**Written problem:** Reproduce the material below, replacing every occurrence of "drop" with "put" and leaving all other text unchanged.

**Source data:**
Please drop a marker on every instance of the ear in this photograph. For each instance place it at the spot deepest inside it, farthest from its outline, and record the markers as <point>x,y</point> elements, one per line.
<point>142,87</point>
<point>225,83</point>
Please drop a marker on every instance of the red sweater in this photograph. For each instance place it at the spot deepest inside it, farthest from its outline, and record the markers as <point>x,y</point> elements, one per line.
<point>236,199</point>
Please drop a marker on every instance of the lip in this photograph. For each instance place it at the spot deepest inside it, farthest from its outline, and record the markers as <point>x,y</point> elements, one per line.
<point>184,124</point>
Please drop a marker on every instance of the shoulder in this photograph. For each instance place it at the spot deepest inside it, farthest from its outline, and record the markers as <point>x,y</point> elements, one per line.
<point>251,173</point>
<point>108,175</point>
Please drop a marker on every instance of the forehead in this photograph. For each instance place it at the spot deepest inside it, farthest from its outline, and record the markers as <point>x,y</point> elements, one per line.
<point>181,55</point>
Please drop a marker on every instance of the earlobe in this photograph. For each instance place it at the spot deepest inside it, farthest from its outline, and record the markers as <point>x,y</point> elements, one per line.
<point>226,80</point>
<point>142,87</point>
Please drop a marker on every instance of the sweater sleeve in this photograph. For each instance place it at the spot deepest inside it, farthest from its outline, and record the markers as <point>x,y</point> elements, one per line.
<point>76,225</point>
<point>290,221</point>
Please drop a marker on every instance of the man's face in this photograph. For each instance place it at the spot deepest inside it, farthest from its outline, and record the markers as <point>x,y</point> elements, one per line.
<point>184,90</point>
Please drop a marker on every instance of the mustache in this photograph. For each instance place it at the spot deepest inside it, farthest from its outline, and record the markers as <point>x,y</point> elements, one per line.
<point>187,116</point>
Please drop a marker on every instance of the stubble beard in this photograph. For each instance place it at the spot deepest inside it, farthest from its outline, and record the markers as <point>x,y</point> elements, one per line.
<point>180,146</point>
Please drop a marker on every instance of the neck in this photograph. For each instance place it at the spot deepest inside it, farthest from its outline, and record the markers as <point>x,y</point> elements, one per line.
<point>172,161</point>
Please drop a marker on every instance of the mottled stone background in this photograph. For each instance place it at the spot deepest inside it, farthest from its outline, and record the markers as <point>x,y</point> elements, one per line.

**Correct output:**
Please put a marker on every instance of the ear in this photograph. For each instance place it at the spot deepest inside it, farthest from its outline, and record the markers as <point>x,y</point> elements, one per line.
<point>142,87</point>
<point>225,83</point>
Please put a marker on every instance of the red sweater in this photograph. For each instance place it at the spot deepest inside it, farthest from its outline, and record the markers as <point>x,y</point> elements, one per line.
<point>236,199</point>
Please put a marker on every instance of the lip in this photograph. For each instance place it at the spot deepest inside it, farthest from its outline, and record the markers as <point>x,y</point> elements, one per line.
<point>184,124</point>
Please put a marker on every instance of the shoulder in this photograph. For each instance place it at the spot deepest inside it, farthest from its outline, and record the markers as <point>x,y</point> elements, one per line.
<point>251,173</point>
<point>108,175</point>
Please put a marker on every instance of the forehead in this photograph. For each instance place it at the spot deepest inside it, farthest from its outline, and record the markers as <point>x,y</point> elements, one per line.
<point>181,55</point>
Please put a marker on every instance of the earlobe in this photograph. For each instance place it at the spot deepest inside it, farthest from its outline, and record the markers as <point>x,y</point> elements, one per line.
<point>226,80</point>
<point>142,87</point>
Please put a marker on every instance of the sweater sleeve in this photograph. For each instance place it at the spot deepest inside it, farthest from its outline, and record the markers as <point>x,y</point> elements, one per line.
<point>76,225</point>
<point>290,221</point>
Please put a marker on every instance of the man's face in this photograph. For each instance place it at the spot deepest inside it, farthest from its outline, and record the markers as <point>x,y</point> elements, one per line.
<point>184,90</point>
Please put a marker on every instance of the mustache in this photograph. For each instance place it at the spot deepest inside it, farthest from its outline, and record the markers as <point>x,y</point> elements, one per line.
<point>187,116</point>
Please put a marker on every instance of the stubble beard in this photograph. For each instance place it at the spot deepest inside it, farthest from its outline, and record the markers as <point>x,y</point> elements, one per line.
<point>180,146</point>
Please put a marker on every instance of the neck in this photograph. For each instance place it at the spot deepest inside it, farthest from its outline, and record the markers as <point>x,y</point> elements, one per line.
<point>172,161</point>
Please put a marker on every instance of the mottled stone background in this photograph. For each instance place it at the spot deepest inside it, farthest from its outline, and record the markers as <point>x,y</point> elements, one per line.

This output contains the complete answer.